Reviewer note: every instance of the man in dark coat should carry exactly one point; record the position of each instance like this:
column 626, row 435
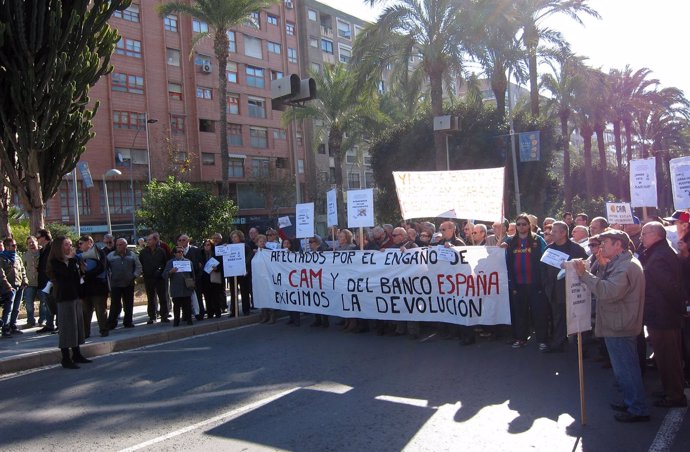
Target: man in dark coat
--
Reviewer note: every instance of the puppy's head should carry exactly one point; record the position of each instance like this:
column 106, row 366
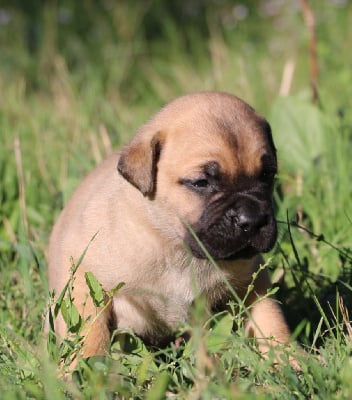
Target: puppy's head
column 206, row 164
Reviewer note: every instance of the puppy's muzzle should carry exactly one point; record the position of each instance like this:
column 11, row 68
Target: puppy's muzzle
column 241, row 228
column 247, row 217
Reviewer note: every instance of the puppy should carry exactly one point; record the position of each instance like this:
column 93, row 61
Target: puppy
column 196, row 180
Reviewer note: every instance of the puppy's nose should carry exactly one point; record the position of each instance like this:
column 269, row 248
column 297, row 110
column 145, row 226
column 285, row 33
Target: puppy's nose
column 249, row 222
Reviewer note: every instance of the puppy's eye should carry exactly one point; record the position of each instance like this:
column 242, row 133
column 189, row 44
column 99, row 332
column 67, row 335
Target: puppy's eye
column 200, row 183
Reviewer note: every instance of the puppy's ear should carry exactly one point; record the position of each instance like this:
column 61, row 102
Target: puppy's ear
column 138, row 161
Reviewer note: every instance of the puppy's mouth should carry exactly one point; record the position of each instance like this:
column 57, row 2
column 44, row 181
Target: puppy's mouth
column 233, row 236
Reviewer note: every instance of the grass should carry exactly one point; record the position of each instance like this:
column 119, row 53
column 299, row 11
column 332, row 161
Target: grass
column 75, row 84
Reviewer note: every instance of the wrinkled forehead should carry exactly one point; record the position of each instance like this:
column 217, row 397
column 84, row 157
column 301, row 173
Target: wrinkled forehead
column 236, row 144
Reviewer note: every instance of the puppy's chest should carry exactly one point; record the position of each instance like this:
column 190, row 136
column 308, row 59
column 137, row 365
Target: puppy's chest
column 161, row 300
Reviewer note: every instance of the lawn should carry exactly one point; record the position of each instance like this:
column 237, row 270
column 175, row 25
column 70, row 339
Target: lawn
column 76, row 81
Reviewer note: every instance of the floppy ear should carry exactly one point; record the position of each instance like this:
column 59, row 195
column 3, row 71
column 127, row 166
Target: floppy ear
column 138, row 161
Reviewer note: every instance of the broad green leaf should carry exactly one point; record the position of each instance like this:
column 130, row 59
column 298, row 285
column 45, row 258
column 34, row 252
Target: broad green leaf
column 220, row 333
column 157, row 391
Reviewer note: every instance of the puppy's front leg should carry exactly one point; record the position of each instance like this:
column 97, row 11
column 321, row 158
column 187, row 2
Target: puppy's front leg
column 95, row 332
--
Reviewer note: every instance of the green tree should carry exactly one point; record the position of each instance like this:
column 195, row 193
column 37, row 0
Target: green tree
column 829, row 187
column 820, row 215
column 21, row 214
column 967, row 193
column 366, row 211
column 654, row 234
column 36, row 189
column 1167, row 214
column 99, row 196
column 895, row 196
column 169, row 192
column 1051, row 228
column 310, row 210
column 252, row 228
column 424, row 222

__EXERCISE GOAL__
Copy the listing from the line with "Reviewer note: every instance of the wrinkled" to the line with "column 161, row 300", changing "chest" to "torso" and keeping everything else the same.

__RESPONSE__
Reviewer note: every instance of the wrinkled forehead should carry exactly one point; record the position of each instance like this:
column 217, row 397
column 84, row 157
column 301, row 173
Target: wrinkled forehead
column 236, row 144
Reviewer note: every instance of the puppy's torso should carry exactly one point; record the position of each instance like this:
column 190, row 136
column 308, row 59
column 137, row 365
Target: puppy's torso
column 161, row 300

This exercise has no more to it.